Starting at the line that contains "Target: road sign" and continuing through the end of the material, give those lines again with "sample" changed to "example" and nothing else altered.

━━━━━ GIVEN ENTRIES ━━━━━

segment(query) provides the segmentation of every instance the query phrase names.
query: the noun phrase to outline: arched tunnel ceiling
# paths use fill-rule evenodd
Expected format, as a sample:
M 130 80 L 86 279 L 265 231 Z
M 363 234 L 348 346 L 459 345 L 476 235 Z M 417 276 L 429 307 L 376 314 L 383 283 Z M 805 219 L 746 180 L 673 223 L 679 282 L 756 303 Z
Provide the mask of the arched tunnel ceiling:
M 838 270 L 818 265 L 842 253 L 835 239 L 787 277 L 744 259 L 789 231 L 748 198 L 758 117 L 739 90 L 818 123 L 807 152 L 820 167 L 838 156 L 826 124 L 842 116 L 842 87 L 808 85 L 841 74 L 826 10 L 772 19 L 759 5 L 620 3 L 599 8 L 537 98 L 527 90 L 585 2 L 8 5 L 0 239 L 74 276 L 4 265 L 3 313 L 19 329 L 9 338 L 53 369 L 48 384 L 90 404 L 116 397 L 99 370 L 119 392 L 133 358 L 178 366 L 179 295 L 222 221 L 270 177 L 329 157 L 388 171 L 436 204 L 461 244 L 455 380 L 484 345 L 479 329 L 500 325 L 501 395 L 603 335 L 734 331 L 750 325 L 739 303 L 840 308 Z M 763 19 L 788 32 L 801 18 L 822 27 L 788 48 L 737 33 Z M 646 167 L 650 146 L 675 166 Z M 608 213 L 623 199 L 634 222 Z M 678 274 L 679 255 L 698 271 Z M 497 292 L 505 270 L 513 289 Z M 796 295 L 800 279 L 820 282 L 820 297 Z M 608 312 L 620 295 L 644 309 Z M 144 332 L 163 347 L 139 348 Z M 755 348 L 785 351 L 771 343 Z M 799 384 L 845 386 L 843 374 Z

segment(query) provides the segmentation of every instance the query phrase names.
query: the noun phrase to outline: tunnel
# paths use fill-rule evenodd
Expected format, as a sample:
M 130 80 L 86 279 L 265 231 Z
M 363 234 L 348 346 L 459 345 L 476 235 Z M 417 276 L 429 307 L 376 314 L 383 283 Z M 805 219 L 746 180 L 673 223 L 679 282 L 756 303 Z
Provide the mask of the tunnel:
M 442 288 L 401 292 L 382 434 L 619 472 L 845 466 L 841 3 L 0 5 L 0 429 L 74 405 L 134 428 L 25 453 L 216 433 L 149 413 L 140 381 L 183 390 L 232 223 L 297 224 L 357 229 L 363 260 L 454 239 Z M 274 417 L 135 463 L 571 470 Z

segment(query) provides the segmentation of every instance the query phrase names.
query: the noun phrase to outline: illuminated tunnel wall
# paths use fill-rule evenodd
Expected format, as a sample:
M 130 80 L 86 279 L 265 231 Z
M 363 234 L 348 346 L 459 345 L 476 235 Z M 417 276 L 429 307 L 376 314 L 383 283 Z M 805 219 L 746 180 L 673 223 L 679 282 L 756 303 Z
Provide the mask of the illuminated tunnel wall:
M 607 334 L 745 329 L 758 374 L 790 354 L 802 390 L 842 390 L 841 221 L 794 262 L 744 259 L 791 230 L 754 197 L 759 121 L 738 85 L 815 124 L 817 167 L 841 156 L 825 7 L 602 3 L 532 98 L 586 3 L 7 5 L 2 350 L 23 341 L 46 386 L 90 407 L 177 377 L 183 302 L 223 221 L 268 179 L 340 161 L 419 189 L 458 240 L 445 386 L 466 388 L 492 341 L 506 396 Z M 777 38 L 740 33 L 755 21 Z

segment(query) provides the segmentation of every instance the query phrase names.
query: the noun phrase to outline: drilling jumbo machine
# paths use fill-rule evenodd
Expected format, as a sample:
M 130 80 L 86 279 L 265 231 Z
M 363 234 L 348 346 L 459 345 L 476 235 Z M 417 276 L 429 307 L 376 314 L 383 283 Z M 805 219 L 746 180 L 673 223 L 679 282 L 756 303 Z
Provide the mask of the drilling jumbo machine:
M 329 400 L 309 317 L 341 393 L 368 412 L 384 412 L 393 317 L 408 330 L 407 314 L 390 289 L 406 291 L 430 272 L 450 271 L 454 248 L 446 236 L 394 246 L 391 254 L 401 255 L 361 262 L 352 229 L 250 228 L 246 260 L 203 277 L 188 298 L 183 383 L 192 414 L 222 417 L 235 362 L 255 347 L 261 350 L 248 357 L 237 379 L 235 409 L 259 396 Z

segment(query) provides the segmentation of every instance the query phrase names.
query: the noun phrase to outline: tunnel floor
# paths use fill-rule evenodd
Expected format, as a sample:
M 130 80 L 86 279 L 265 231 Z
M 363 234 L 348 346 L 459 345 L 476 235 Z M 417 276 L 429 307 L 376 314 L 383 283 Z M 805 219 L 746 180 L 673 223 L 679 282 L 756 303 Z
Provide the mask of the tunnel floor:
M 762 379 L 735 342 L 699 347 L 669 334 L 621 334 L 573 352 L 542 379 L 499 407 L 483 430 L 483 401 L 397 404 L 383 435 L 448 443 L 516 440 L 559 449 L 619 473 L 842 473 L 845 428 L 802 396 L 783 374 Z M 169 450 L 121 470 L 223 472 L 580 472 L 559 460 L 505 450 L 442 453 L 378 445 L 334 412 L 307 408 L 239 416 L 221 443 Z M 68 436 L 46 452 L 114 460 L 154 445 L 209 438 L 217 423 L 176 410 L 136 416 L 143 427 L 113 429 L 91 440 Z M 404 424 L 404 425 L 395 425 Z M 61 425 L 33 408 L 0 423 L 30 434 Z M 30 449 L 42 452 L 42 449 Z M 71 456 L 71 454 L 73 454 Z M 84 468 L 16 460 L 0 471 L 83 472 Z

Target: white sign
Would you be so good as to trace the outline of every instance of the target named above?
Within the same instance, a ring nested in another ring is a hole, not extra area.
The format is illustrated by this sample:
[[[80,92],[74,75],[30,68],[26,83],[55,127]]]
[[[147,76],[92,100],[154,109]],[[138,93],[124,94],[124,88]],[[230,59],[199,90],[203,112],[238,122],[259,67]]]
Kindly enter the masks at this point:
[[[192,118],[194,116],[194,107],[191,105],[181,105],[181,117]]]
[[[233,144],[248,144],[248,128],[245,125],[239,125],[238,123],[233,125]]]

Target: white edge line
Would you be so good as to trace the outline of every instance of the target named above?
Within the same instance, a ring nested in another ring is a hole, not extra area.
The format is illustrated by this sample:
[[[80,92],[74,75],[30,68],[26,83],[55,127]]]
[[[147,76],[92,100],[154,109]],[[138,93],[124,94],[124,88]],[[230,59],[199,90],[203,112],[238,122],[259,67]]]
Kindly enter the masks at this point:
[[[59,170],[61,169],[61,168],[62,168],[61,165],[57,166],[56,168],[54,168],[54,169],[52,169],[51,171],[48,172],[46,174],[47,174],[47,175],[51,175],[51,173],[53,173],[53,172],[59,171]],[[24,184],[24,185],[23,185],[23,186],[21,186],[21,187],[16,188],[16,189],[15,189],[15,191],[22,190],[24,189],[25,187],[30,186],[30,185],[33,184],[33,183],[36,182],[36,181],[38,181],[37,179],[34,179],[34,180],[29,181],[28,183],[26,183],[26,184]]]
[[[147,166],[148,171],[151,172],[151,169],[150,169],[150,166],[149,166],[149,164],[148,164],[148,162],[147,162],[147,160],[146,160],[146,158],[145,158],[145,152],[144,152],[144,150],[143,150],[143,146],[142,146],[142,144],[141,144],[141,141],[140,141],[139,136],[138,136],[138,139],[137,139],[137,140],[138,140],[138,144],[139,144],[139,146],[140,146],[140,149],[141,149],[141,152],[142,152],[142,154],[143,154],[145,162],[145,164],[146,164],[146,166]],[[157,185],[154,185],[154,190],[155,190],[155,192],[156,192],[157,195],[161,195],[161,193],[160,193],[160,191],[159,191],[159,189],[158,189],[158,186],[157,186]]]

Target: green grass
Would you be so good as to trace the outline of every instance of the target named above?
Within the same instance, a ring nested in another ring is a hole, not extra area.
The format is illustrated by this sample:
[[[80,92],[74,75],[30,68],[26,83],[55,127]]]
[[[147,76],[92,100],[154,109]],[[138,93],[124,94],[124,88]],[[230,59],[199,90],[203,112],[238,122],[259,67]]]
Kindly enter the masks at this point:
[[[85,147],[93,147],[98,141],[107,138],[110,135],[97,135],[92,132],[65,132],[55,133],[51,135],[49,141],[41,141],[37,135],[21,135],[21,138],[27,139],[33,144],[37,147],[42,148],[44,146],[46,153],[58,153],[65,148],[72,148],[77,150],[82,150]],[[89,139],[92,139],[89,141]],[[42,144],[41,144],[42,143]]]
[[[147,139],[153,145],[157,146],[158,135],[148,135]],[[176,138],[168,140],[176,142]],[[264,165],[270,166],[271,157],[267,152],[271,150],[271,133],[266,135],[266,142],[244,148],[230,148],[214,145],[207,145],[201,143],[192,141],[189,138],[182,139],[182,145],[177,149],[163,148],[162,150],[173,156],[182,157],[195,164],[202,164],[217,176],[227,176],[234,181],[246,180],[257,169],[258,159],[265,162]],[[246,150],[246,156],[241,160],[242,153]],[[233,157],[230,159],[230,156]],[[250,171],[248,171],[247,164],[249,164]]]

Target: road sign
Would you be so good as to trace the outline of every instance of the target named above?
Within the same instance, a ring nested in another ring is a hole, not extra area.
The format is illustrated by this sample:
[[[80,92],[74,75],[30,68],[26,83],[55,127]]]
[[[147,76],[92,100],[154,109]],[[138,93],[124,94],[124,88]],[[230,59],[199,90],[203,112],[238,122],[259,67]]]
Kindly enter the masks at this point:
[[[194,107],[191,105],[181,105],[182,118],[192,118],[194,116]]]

━━━━━

TASK RESPONSE —
Target: road sign
Would you be so good as to trace the outline of every instance of the target named above?
Within the same instance, a ring nested in another ring is a hole, not extra area.
The format is illustrated by this example:
[[[80,92],[74,75],[30,68],[26,83],[55,127]]]
[[[147,76],[92,100],[154,109]],[[138,93],[124,94],[124,88]],[[230,59],[199,90],[203,112],[238,122],[259,67]]]
Kindly enter the masks at this point:
[[[194,107],[191,105],[181,105],[182,118],[192,118],[194,116]]]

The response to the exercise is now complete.